[Stored data entries]
------------------------

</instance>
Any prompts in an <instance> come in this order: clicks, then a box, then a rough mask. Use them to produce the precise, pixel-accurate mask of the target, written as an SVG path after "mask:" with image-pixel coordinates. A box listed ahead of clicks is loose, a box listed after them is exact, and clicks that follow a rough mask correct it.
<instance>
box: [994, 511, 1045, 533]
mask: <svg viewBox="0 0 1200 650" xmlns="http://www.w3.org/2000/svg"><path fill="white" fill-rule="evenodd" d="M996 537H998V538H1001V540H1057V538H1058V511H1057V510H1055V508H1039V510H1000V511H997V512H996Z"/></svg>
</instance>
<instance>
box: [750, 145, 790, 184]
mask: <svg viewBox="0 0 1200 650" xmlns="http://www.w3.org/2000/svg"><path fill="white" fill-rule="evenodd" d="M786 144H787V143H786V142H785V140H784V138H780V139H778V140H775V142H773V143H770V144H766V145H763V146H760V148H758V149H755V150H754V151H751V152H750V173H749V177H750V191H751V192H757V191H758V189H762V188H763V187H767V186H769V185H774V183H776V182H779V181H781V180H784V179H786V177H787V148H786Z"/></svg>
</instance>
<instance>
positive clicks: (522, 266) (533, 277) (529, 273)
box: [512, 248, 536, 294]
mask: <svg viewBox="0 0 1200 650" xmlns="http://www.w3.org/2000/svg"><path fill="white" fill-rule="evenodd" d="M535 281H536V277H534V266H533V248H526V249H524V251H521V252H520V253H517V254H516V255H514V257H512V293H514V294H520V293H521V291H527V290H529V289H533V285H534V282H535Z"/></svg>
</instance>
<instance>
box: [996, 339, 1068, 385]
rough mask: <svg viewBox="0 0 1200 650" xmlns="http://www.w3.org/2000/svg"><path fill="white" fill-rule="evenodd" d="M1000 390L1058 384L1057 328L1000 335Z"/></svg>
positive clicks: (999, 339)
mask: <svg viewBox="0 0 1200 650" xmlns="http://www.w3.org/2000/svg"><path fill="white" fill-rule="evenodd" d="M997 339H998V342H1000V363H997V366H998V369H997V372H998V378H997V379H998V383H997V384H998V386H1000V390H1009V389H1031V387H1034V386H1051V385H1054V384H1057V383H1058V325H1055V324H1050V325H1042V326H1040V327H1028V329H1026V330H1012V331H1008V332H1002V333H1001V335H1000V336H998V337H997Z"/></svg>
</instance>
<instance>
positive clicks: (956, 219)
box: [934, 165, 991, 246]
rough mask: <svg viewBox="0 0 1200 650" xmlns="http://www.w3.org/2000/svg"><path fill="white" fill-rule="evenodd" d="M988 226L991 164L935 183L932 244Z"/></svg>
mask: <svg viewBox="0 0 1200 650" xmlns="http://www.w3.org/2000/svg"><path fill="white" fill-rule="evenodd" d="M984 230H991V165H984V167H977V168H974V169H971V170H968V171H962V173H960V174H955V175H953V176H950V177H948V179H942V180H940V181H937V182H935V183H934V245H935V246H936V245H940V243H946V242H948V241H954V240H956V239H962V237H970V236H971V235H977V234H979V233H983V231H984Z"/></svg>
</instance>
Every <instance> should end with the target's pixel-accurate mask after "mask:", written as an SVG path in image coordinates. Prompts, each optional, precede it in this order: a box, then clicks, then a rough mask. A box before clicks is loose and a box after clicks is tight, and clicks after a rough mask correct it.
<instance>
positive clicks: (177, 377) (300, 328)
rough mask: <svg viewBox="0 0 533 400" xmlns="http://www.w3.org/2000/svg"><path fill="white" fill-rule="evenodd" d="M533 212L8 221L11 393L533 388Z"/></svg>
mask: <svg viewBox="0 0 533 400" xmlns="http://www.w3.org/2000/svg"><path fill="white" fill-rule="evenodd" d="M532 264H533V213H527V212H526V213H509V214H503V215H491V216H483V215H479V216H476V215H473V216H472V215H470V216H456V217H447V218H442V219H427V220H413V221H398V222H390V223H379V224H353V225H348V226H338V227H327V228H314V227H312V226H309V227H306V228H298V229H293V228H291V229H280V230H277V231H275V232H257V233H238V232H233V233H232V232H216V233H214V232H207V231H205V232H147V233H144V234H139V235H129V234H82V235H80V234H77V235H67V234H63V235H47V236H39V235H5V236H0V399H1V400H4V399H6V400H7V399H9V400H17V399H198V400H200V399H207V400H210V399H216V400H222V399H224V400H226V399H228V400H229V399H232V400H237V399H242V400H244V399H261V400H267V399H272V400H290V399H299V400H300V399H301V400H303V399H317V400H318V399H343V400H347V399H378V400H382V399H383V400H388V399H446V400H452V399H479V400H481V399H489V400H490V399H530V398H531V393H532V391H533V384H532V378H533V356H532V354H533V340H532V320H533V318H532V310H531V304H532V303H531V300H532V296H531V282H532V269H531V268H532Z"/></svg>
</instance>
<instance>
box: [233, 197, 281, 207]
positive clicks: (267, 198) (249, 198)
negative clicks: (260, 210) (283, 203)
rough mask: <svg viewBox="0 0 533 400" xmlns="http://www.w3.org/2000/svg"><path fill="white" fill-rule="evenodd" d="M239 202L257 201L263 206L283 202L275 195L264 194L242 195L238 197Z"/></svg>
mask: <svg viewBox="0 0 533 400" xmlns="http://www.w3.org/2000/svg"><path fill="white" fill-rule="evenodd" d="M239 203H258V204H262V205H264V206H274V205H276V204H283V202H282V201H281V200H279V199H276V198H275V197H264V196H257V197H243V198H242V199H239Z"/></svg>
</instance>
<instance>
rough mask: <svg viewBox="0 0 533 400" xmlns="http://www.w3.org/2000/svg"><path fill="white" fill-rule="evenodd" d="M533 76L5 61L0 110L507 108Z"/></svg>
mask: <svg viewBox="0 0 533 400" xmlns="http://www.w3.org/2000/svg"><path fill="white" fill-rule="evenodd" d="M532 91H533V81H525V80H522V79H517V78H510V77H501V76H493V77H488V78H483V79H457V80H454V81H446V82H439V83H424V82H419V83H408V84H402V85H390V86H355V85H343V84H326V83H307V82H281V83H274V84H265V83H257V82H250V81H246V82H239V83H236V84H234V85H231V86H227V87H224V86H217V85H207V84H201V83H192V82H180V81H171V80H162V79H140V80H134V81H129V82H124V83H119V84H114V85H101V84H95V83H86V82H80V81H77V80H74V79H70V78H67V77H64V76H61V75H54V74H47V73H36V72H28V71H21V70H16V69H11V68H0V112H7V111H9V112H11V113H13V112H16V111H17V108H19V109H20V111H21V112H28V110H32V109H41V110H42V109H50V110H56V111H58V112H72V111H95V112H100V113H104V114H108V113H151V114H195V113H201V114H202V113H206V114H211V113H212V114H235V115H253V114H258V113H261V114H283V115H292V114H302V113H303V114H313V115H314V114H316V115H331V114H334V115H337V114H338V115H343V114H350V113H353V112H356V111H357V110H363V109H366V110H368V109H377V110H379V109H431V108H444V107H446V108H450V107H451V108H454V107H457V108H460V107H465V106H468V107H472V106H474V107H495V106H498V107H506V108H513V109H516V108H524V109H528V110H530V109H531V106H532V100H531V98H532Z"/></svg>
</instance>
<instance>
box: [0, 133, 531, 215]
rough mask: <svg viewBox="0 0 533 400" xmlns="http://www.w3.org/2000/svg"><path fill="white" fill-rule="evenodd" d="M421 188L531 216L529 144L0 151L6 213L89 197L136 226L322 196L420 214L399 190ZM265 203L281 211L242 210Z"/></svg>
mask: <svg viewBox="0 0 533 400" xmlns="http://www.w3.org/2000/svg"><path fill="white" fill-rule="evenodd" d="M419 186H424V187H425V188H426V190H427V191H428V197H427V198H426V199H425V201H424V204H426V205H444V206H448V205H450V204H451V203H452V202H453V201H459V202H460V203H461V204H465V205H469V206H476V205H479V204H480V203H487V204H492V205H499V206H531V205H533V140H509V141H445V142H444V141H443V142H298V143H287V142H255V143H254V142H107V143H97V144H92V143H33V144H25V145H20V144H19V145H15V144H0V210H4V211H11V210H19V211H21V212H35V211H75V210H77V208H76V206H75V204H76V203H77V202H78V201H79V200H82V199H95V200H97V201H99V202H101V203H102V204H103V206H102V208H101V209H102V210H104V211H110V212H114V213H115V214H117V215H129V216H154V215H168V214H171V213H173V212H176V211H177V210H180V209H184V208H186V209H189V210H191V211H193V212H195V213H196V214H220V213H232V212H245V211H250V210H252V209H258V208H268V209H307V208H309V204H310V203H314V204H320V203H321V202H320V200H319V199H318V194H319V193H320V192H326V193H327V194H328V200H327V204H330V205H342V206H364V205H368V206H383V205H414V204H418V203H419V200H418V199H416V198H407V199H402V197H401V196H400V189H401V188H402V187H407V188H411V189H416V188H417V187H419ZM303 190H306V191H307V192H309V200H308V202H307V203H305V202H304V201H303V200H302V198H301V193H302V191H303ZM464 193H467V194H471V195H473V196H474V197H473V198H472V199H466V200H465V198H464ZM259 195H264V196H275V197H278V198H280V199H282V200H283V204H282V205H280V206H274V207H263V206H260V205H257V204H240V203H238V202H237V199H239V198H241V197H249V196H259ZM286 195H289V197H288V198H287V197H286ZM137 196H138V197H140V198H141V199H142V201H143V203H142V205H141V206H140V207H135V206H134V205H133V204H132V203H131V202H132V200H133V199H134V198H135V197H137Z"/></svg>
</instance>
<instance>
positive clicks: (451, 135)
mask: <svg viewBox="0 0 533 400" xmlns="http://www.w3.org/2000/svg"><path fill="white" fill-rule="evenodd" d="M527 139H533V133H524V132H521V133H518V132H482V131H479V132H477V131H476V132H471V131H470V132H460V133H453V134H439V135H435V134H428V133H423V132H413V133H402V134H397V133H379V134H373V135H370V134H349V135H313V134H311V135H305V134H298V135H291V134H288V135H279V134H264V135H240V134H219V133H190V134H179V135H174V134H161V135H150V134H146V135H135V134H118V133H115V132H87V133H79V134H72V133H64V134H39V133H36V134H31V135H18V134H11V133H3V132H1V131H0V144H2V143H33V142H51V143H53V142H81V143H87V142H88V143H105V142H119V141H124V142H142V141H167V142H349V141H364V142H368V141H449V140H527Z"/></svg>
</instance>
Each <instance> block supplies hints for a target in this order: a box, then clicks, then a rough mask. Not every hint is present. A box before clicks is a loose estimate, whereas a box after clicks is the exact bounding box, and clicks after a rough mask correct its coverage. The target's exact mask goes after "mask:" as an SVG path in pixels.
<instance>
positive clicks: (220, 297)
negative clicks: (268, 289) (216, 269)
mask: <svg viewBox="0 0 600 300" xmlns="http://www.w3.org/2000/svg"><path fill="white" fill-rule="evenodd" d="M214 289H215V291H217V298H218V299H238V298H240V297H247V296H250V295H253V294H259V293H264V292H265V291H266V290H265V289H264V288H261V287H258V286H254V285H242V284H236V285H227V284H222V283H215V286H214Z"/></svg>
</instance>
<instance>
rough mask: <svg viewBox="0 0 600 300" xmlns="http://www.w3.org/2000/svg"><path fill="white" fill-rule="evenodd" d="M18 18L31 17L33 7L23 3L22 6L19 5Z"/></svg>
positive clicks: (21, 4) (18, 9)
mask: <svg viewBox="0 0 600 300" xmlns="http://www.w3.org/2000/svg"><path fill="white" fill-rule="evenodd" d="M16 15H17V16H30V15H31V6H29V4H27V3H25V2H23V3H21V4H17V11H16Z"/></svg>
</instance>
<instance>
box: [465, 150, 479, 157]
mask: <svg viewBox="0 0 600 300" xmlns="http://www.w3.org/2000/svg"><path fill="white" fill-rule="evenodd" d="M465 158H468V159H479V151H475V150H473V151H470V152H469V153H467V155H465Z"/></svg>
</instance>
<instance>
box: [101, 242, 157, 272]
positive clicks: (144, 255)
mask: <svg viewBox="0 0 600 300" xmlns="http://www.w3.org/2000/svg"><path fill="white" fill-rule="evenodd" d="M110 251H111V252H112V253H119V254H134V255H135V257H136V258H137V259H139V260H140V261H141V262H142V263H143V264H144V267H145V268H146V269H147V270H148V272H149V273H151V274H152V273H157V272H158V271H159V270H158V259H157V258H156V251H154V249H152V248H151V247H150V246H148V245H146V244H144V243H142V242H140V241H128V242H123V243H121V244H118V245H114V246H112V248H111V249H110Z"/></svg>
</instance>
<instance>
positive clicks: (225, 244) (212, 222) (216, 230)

------------------------

[To do] Lines to set down from above: the line with "negative clicks: (268, 289) (216, 269)", the line with "box: [101, 242, 157, 272]", and every line between, each exactly as written.

[Finished task]
negative clicks: (268, 289) (216, 269)
mask: <svg viewBox="0 0 600 300" xmlns="http://www.w3.org/2000/svg"><path fill="white" fill-rule="evenodd" d="M214 289H215V291H217V298H218V299H238V298H240V297H247V296H250V295H253V294H259V293H264V292H265V291H266V290H265V289H264V288H261V287H258V286H254V285H242V284H236V285H227V284H222V283H215V286H214Z"/></svg>
</instance>
<instance>
rough mask: <svg viewBox="0 0 600 300" xmlns="http://www.w3.org/2000/svg"><path fill="white" fill-rule="evenodd" d="M18 18L31 17L33 7L23 3L22 6L19 5Z"/></svg>
positive clicks: (21, 4) (18, 9)
mask: <svg viewBox="0 0 600 300" xmlns="http://www.w3.org/2000/svg"><path fill="white" fill-rule="evenodd" d="M16 15H17V16H30V15H31V6H29V4H27V3H25V2H23V3H21V4H17V11H16Z"/></svg>
</instance>
<instance>
box: [465, 150, 479, 157]
mask: <svg viewBox="0 0 600 300" xmlns="http://www.w3.org/2000/svg"><path fill="white" fill-rule="evenodd" d="M465 158H468V159H479V151H475V150H473V151H470V152H469V153H467V155H465Z"/></svg>
</instance>
<instance>
box: [101, 242, 157, 272]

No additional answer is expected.